RECORDED INFORMATION:
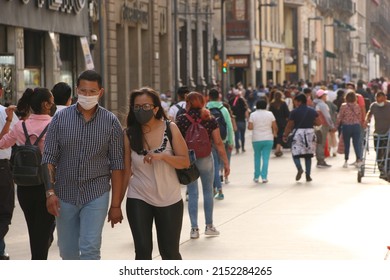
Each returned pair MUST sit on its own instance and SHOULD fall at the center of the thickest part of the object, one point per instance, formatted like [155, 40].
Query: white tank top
[157, 183]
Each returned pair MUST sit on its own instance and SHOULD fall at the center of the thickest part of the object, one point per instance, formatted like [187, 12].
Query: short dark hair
[61, 92]
[301, 98]
[213, 94]
[90, 75]
[261, 104]
[182, 91]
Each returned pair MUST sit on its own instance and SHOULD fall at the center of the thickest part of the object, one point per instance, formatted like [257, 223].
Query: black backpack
[181, 110]
[217, 113]
[26, 161]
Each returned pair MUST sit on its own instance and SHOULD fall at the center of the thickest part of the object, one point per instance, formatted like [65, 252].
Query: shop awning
[341, 24]
[376, 43]
[330, 54]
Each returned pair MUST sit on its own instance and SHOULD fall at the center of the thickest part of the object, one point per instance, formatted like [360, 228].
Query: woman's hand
[115, 215]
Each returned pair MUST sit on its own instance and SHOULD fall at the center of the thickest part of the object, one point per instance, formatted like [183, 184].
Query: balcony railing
[237, 29]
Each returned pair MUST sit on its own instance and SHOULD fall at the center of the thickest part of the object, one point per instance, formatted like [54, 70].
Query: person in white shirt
[180, 105]
[264, 129]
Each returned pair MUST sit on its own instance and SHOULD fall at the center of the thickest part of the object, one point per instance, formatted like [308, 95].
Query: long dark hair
[134, 130]
[32, 100]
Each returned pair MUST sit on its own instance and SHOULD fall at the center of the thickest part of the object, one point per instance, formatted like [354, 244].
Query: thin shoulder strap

REQUIREMENT: Leave out the pictures and output the rest of the records exactly.

ANSWER SECTION:
Each returned pair MUST sit on its own instance and SHOULD fall at the center of the thickest part of the object, one point per instance, formatted like [155, 40].
Query: white tank top
[157, 183]
Each returned pair MUST sit on its own instance and SHOULD fall at the center of the thickest part of the object, one point per instance, formatted like [187, 12].
Query: short dark hair
[61, 92]
[301, 98]
[213, 94]
[90, 75]
[261, 104]
[182, 91]
Each returned pair MUST sit on its own instance and SHOULD fall at the center of the thickest part of the object, one point per instance, formatted like [257, 223].
Query: black backpack
[181, 110]
[217, 113]
[26, 161]
Each returned pair MUST sit on its own instance and SHOULD fall at the center of the thickest part of the object, one point per instance, formatted like [65, 252].
Query: shop awning
[341, 24]
[376, 43]
[330, 54]
Each returned pair MUST sit on its own instance and SHOULD fall at the center of the thickest part of the object, one point per instance, formatted like [360, 228].
Query: woman's hand
[115, 215]
Each returned pair MUST sit on its own instance and SHOULD fall at the center of the thickest part of the object, one point per instance, formatted like [183, 184].
Query: balcony railing
[237, 29]
Each returned pair MUST sit on its own instance and SHOULD fall at the center of the thickest part of the object, one point per instance, formatted like [54, 70].
Query: person in white shirt
[180, 105]
[264, 129]
Each returned pair MUST sit on its own instance and SHOULD fall at the center of the thickest part of the object, one point per instance, formatted like [308, 95].
Query: long dark hair
[134, 130]
[32, 100]
Each returned pair MUST sit on its own instance and SHOULD fall at the center of the thickest part of the object, one point per instance, formatted like [354, 244].
Query: thin shoulder strap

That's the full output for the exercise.